> EXCERPT PROVIDED:
COORDINATING COMMITTEE

  1. The Board shall appoint a Coordinating Committee comprised of one (1) representative appointed by, and from among the staff of, each of: (A) the Corporation, (B) the CRTC, and (C) other organizations (designated by the Board) responsible for the management of telecommunications based complaints. The duties of the Coordinating Committee among other duties assigned by the Board from time to time, may be to:
    1. develop a policy of the Corporation for the efficient referral and transfer of complaints received by the Corporation and in respect of which the Corporation shall not take any action; and
    2. develop a policy of the Corporation for identifying and distinguishing, generally, between regulated and forborne local services and service areas.

INDEPENDENT COMMITTEE/NOMINATING COMMITTEE

  1. The Board shall appoint an Independent Committee, composed of all the Directors who are nominees of the Members appointed by the Board and Canadian consumer groups.
  2. Any member of the Independent Committee shall be removable from such committee at any time by resolution of the Board, provided that such resolution receives the affirmative vote of at least two-thirds (2/3) of the remaining members of the Committee.

> YOUR TASKS:
1. According to the committee bylaw excerpt, what vote of the remaining Independent Committee members must a Board resolution receive to remove a member from that committee?
2. Extend the committee bylaw excerpt, picking up from where it stops.

Source records:
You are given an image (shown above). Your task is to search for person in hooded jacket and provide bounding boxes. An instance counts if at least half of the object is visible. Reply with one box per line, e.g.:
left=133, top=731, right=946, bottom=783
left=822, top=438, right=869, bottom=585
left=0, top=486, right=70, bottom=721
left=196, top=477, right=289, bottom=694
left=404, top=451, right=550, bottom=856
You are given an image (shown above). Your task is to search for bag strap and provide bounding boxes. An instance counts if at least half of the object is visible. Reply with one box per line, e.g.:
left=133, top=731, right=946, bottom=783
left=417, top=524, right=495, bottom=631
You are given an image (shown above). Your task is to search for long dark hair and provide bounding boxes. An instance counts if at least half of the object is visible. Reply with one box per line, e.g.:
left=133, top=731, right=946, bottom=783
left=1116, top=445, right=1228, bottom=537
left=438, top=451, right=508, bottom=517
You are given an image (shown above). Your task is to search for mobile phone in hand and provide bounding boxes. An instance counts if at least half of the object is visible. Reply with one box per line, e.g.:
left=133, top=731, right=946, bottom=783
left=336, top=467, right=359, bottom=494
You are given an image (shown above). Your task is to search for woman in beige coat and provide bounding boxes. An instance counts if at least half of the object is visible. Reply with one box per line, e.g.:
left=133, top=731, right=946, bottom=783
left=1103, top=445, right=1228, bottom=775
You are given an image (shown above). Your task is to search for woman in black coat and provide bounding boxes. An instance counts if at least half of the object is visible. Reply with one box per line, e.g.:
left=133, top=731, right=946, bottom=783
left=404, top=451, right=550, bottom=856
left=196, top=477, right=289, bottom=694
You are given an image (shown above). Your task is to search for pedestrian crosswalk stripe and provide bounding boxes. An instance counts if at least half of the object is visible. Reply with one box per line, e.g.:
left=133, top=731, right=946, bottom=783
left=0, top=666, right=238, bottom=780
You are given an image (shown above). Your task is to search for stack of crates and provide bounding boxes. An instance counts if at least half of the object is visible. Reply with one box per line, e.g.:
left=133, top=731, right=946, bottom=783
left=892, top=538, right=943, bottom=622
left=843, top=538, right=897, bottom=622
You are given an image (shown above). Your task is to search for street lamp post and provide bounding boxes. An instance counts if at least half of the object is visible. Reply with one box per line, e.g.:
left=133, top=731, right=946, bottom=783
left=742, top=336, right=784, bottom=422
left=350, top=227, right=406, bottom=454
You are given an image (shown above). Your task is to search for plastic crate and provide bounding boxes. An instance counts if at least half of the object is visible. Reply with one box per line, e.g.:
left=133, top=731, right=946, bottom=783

> TASK-BY-TASK OUTPUTS:
1. An affirmative vote of at least two-thirds (2/3) of the remaining members of the Committee.

2.
  3. The duties of the Independent Committee shall include, among other duties assigned by the Board from time to time:
    1. the review of the proposed Annual Report prior to confirmation by the Board and review by the Members pursuant to paragraph 51(f);
    2. the review of the proposed Annual Budget and Business Plan, which shall include the amounts to be paid by the Participating Service Providers pursuant to the Participation Agreement and the review of the Chair’s report on the remuneration and benefits of Directors, officers, agents and employees and committee members, prior to confirmation by the Board pursuant to paragraph 51(g) and approval, by Extraordinary Resolution, by the Members pursuant to paragraph 11(b);
    3. the review of the Procedural Code for the Commissioner and any amendments thereto prior to confirmation by the Board pursuant to paragraph 51(d) and approval by the Members pursuant to paragraph 20(c)(ii);
    4. the performance of the duties of a Nominating Committee the duties of which, among other duties assigned by the Board from time to time, may be to:
      1. review appropriate candidates for appointment of Members described in paragraph 6(a) and to recommend a candidate or a slate of such candidates to the Board pursuant to paragraph 6(a), provided that in all cases the number of candidates recommended shall equal the number of vacancies plus one (1);
      2. review a slate of candidates for appointment as the Commissioner of the Corporation and to recommend a candidate or a slate of such candidates to the Board; and
      3. review a slate of candidates for appointment as officers of the Corporation and to recommend a candidate or a slate of such candidates to the Board.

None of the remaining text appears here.